*EXTRACTED TEXT*
|---|

In hopes of making sense of these conflicting findings, neuropsychiatrist Omar Ghaffar and his colleagues at the Sunnybrook Health Sciences Centre in Toronto, Canada, decided to repeat these experiments--this time using advanced functional magnetic resonance imaging (fMRI). The researchers recruited three women with sensory conversion disorder and used vibrations to stimulate both numb and feeling body parts. As in the previous experiments, the women had no cerebral response when only the numb appendage was stimulated, but they did show an fMRI response in the appropriate brain region when the numb appendage was stimulated in tandem with a feeling appendage.

Ghaffer says that these results confirm that "hysteria" is indeed a true physiological disorder and may explain the differing findings of previous studies. Patients really can't feel their "numb" appendages--as evinced by fMRI, he says, but distracting them with stimulation elsewhere on the body somehow helps them overcome this neurological block. As a result, distraction may prove a useful therapy for the disorder.

Stanford neuropsychiatrist and conversion disorder expert Jose Maldonado notes he would have liked to see more patients included in the study, but he says it is a step in the right direction. "Any study that allows us to find ... an organic explanation for these unexplained symptoms is a good one."

http://sciencenow.sciencemag.org/cgi/co ... 006/1212/3
 
Rather than lose this in the current general "examples of mass hysteria" thread, I thought this would be an interesting topic on it's own.

First, let me quote the current Wikipedia article:
Collective hysteria, or mass hysteria, is the sociopsychological phenomenon of the manifestation of the same hysterical symptoms by more than one person. It may begin when a group witnesses an individual becoming hysterical during a traumatic or extremely stressful event. A potential symptom is group nausea, in which a person becoming violently ill triggers a similar reaction in other group members.

|---|

*DATA TO EXAMINE*
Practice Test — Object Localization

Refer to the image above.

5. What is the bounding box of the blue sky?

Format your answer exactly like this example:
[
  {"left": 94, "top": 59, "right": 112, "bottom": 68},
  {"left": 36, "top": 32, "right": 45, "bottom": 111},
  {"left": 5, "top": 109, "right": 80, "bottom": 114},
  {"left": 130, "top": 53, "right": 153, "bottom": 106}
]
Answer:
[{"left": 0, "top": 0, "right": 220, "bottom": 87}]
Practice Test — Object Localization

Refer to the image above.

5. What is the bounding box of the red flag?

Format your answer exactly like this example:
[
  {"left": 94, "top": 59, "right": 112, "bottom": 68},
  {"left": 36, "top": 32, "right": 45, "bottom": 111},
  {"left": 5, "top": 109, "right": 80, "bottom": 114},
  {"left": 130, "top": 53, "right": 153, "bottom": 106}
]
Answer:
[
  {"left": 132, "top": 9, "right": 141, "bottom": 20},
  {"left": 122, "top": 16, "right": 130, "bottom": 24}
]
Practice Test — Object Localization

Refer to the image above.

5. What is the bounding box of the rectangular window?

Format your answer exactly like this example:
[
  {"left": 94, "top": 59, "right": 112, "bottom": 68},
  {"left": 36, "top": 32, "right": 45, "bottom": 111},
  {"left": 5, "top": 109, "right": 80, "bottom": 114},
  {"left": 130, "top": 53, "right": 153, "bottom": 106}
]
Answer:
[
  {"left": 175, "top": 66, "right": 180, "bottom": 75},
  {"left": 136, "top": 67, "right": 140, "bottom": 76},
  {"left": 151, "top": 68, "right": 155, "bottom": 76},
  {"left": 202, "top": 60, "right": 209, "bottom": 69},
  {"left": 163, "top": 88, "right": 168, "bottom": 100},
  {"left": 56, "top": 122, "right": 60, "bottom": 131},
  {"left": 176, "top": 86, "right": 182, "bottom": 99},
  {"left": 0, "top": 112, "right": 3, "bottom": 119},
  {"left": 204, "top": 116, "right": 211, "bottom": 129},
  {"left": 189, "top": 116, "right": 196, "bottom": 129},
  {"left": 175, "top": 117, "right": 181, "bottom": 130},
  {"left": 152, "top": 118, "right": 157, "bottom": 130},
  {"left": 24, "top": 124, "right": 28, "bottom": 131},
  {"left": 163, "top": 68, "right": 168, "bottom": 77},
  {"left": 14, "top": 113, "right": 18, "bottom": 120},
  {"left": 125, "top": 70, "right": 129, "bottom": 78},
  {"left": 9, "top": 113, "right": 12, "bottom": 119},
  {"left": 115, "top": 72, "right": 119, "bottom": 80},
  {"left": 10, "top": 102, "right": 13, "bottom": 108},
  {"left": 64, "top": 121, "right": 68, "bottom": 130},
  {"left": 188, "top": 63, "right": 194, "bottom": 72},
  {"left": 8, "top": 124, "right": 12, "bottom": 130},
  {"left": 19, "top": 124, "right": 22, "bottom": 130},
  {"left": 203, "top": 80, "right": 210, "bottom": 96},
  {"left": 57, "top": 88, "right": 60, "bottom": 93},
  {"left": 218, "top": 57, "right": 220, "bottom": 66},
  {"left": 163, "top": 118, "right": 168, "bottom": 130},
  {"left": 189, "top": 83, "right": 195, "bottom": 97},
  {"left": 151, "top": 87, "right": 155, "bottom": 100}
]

|---|

*ACTIVITIES*
(a) Return everything from "First, let me" down to "other group members." in the passage on hysteria, copied word for word.
(b) From the passage on hysteria, list every research institution, university, city, and country it names.
(c) Continue the passage on hysteria after its final sentence.

*WRITTEN ANSWERS*
(a)
First, let me quote the current Wikipedia article:
Collective hysteria, or mass hysteria, is the sociopsychological phenomenon of the manifestation of the same hysterical symptoms by more than one person. It may begin when a group witnesses an individual becoming hysterical during a traumatic or extremely stressful event. A potential symptom is group nausea, in which a person becoming violently ill triggers a similar reaction in other group members.

(b) Sunnybrook Health Sciences Centre, Toronto, Canada, Stanford

(c)
Examples include certain cases of rioting and frenzy, and accidents in which people act "irrationally" (screaming, running in the wrong direction, attacking scapegoats, etc.).

Writer Jerome Clark—while recognizing that mass panic can undoubtedly be genuine and widespread—argues that mass hysteria can be "a classic blame-the-victim strategy" in cases where authorities or experts can find no explanation for puzzling or frightening events. It can also manifest in situations where there is a problem that is endangering their society, but the people want to find a scapegoat and take out their frustrations out on him/her/them (often fatally to the scapegoat) instead of looking for the cause of the problem and potentially finding themselves to be guilty.

Depending on one's personal beliefs, the phenomenon can also be theorized to be described in certain religious contexts.

I was already thinking along the lines of the above highlighted passage about Clark's position, and it made me wonder if there has ever been a scientific creation of mass hysteria under laboratory conditions proving that such a thing exists.

I'm not even saying that anything paranormal has to be at the bottom of any of the kinds of events that are usually dismissed by "mass hysteria", but it seems like there is a curious lack of actual documented evidence for it's existance (though I'd be interested if some does exist out there).